-- ESTRATTO DEL DOCUMENTO --
○ ○ ○ ○

Chiacchierata di Bruno ed Enrica con Paolo (giovane non appartenente al giro, che è stato colpito e incuriosito da interviste precedenti, convocato come stimolo), Enrico e Valter Coti
Berzano, febbraio 2017
Valter: Cominciamo! Paolo, come mai sei qui? Cosa cerchi?
Paolo: Ho letto altre interviste e mi piacerebbe proprio conoscervi. Dove mi capita un’altra volta di incontrare gente così?!
Enrica: Ma… cosa c’entro io? Oscc… (espressione tipica dialettale, per dire bonariamente ‘state alla larga da me’, come se non ne valesse la pena).
Valter: E invece tutti noi sappiamo bene quanto c’entra l’Enrica…”
Bruno: A proposito del libro che magari viene fuori da queste interviste, mi piacerebbe coinvolgere il Crippa, quello che ha poi scritto il primo, per dirgli: “Vieni a vedere come è poi andata”. A suo tempo non pensavamo io e l’Enrica che servisse granché. Invece, in effetti, ne sono state fatte tre edizioni. Sai che una donna mi ha telefonato dicendo: “Sai che sono sul letto mal messa, con l’ossigeno…, quando sono depressa e scoraggiata leggo qualche pezzo di quel vostro libro e mi dà coraggio”. Oh Dio santo, se devo avere anche questo sulla coscienza…
Valter: Uno che ha detto con entusiasmo che parteciperà a questo percorso è il Francoforte…
Enrica: Ahh! Sì, da lui me lo aspetto, ci vuole proprio bene. Pensa che è arrivato a diciotto anni da noi… già alcolista, ancora nei primi anni di Villa. Grande e grosso… è stato con noi fino oltre i trent’anni, ma in modo alternato. Perché andava e veniva, diceva che gli mancava l’aria. È stato in giro, anche all’estero, faceva cose anche buone, tutto quello che faceva lo faceva bene, gli riusciva, e poi l’alcool… Aveva provato di tutto, compreso un intervento, poi finalmente ha accettato di ricoverarsi all’ospedale in Trentino, e lì, dopo tre mesi, è scappato, si è buttato giù dalla finestra. Quelli non lo volevano più. Non si è fatto neanche troppo male e si è fatto portare qui vicino a noi, al Sacco. Ma là in Trentino era nato un bel rapporto con una ragazza, e così poi, per lei, per amore di questa donna, è venuto fuori dall’alcool. Sono sposati da trent’anni, non ha più toccato vino. Hanno adottato una bambina indiana. Franco adesso è una persona che sta pagando caro tutto quello che ha passato; si deve curare per tanti malanni; ma regge… regge.

○ ○ ○ ○

-- Record dei punti etichettati --
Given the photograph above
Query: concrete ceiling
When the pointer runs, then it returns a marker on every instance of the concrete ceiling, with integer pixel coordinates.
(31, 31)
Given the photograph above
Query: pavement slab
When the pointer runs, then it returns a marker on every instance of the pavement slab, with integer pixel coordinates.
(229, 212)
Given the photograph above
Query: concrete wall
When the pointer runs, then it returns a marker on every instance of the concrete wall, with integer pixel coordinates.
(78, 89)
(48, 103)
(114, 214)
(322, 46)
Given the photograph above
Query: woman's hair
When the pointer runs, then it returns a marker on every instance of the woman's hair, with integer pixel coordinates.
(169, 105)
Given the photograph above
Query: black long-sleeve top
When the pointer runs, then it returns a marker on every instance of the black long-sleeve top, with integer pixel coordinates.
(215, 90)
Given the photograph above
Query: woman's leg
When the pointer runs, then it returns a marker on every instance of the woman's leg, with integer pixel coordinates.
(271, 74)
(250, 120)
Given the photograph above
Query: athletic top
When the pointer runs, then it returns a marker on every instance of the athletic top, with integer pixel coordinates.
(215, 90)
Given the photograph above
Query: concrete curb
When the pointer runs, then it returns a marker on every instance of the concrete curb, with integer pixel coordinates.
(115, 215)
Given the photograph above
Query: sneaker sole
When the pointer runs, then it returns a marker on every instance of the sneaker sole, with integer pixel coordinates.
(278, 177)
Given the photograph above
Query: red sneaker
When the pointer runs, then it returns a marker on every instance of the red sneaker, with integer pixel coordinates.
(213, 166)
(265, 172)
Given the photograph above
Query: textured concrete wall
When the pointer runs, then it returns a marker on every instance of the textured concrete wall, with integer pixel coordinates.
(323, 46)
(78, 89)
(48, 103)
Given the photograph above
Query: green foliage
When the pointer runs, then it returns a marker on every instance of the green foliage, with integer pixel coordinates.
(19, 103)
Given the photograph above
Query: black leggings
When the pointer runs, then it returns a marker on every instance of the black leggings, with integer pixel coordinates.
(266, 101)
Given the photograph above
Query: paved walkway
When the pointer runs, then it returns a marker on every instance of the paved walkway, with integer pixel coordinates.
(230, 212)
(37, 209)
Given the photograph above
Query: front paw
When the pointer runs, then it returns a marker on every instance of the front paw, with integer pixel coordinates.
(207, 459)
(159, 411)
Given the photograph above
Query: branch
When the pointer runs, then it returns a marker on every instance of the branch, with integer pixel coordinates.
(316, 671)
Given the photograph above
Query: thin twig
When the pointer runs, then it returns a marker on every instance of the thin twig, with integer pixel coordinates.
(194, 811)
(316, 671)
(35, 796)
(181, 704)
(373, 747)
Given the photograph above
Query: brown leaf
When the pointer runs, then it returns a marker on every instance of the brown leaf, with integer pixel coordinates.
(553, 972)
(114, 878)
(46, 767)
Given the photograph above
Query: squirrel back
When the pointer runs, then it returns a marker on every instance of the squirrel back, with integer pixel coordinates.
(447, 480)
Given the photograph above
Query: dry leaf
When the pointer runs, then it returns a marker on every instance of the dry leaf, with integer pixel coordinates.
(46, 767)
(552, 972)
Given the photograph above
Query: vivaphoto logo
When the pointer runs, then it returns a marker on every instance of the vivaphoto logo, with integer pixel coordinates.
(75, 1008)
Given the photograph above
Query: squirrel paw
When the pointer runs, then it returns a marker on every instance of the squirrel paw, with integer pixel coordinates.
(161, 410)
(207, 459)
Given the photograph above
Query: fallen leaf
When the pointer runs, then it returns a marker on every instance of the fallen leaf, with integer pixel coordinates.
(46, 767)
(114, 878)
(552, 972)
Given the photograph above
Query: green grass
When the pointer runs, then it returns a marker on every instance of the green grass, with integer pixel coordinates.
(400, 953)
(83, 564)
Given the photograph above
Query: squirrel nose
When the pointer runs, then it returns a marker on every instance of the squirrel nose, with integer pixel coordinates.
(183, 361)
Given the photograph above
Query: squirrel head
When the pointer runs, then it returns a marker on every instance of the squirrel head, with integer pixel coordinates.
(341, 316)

○ ○ ○ ○

-- COSA FARE --
[1] Rispondi a queste domande sulla chiacchierata di Berzano:
(a) In quale mese e anno si è svolta?
(b) Quante edizioni sono state fatte del primo libro, secondo Bruno?
(c) Da quanti anni è sposato il Francoforte, secondo Enrica?
[2] Per favore, riprendi la chiacchierata di Berzano e prosegui il dialogo subito dopo l'ultima battuta di Enrica.
Per queste consegne l'elenco non serve.

-- RISPOSTE AI COMPITI --
[1]
(a) Febbraio 2017.
(b) Tre.
(c) Da trent'anni.

[2]
Valter: E tu, come l’hai vissuta quella vicenda? Che strada ha fatto fare a te, una storia così?
Enrica: Una storia lunga quindici anni e non è ancora finita lì. A volte è stata dura, non è sempre così facile. Forse accettarlo, all’inizio forse solo non rifiutarlo. A casa era un problema col Bruno: lui lo puntava proprio, ma la casa la sentiva come casa sua, mentre da sua mamma, quando ci andava, andava a far vedere il peggio. Da noi invece, quando stava, lavorava, anche bene; poi ad un certo punto gli mancava l’aria e andava via. Faceva cose in giro, anche valide; quando andava via, era nel momento bello, come se avesse raccolto le forze, si sentiva pronto. Stava via qualche mese; è diventato anche primo cuoco, però poi l’alcool… Allora si sbatteva a terra, lo dovevano rimpatriare e arrivava da noi… Vederlo arrivare così conciato… Una volta, forse l’unica volta, ho sentito uno dei nostri figli dire “Basta, no, Franco basta…”, a loro pesava tanto… Ho in mente una volta, una discussione violenta! Che ha fatto col Bruno (perché era con lui che se la prendeva, quando aveva qualcosa, era con lui… suo padre era il Bruno): ha preso Bruno in un angolo, grande e grosso com’era, e lì lo doveva affrontare, gli veniva fuori di tutto. Una volta fuori, che pioveva, sotto il cedro là in mezzo, ma mi sembrava di sentirli qui vicino, tanto gridavano. Io non potevo andare là, perché era cosa loro. Poi hanno chiamato Bruno al telefono, per fortuna, e lui è venuto in casa, e Franco che gli corre dietro “Vieni ancora dopo?”: aveva bisogno di quegli scontri. Adesso ci sentiamo per telefono, qualche volta, a volte viene ancora per ospedali… Eh, ci sarebbe tanto da dire. Adesso è Francesco, per tutti. Ma io lo chiamo sempre Franco…
Una volta che aiutava per gli sgomberi doveva trasportare una vasca da bagno, di quelle vecchie tutte di ghisa, aveva il mito della forza, ha voluto portarla da solo: “La porto io, la porto io!”: ha voluto portarla da solo, ed è rimasto sotto! E il Bruno l’ha lasciato sotto un bel po’, prima di andare a tirarlo fuori…
Valter: Avevo cercato anche la Fiorenza, ed era contentissima, l’idea le piaceva proprio tanto. Ma non ce l’ha fatta. Che ricordo hai di lei?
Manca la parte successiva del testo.